— START Material supplied —

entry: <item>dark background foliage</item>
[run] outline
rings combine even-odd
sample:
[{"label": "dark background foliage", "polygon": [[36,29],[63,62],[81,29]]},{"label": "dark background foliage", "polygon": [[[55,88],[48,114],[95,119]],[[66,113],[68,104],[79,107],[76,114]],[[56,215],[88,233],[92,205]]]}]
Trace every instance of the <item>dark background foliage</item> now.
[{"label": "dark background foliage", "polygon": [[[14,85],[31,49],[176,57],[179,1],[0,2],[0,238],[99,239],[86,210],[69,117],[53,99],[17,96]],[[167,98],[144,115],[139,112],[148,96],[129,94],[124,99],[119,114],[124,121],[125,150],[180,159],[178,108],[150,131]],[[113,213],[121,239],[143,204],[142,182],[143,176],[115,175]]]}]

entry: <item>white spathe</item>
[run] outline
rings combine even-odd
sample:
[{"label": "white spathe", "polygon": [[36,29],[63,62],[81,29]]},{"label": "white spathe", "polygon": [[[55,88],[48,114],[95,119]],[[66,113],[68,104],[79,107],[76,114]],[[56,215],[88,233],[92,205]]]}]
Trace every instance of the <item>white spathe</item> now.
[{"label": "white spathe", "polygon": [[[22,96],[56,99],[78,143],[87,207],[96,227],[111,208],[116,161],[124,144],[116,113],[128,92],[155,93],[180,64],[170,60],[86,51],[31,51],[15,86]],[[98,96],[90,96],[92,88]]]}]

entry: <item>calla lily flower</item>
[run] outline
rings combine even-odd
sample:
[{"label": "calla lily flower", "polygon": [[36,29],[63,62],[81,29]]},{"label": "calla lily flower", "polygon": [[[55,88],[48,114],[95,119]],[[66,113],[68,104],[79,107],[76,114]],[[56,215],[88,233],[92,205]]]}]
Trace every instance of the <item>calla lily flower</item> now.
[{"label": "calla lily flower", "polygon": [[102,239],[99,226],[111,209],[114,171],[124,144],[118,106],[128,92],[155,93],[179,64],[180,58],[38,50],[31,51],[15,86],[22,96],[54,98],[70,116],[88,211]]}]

— END Material supplied —

▶ [Exercise instructions]:
Please copy every row above without changing anything.

▶ [Exercise output]:
entry: <item>dark background foliage</item>
[run] outline
rings combine even-odd
sample:
[{"label": "dark background foliage", "polygon": [[36,29],[63,62],[81,29]]},{"label": "dark background foliage", "polygon": [[[55,88],[48,114],[95,119]],[[66,113],[68,104],[79,107],[76,114]],[[56,215],[88,233],[92,205]]]}]
Trace every instance of the <item>dark background foliage</item> now.
[{"label": "dark background foliage", "polygon": [[[14,85],[31,49],[176,57],[179,1],[0,2],[0,238],[99,239],[86,210],[69,117],[53,99],[17,96]],[[167,98],[144,115],[139,112],[148,96],[129,94],[124,99],[119,114],[124,121],[125,150],[180,159],[178,108],[150,131]],[[113,213],[121,239],[143,204],[142,182],[143,176],[115,175]]]}]

entry: <item>white spathe</item>
[run] outline
rings combine even-odd
sample:
[{"label": "white spathe", "polygon": [[36,29],[63,62],[81,29]]},{"label": "white spathe", "polygon": [[[55,88],[48,114],[95,119]],[[66,113],[68,104],[79,107],[76,114]],[[56,215],[88,233],[92,205]]]}]
Trace every instance of the <item>white spathe</item> now.
[{"label": "white spathe", "polygon": [[[22,96],[56,99],[78,143],[87,207],[96,227],[111,208],[116,161],[124,144],[116,113],[128,92],[155,93],[180,64],[170,60],[86,51],[31,51],[15,86]],[[98,96],[90,96],[92,88]]]}]

entry: <item>calla lily flower</item>
[run] outline
rings combine even-odd
sample:
[{"label": "calla lily flower", "polygon": [[36,29],[63,62],[81,29]]},{"label": "calla lily flower", "polygon": [[[55,88],[48,114],[95,119]],[[66,113],[68,104],[79,107],[76,114]],[[56,215],[88,233],[92,205]]]}]
Trace every instance of the <item>calla lily flower</item> now.
[{"label": "calla lily flower", "polygon": [[102,239],[99,226],[111,209],[114,171],[124,144],[118,106],[128,92],[155,93],[179,64],[180,58],[38,50],[31,51],[15,86],[22,96],[54,98],[70,116],[88,211]]}]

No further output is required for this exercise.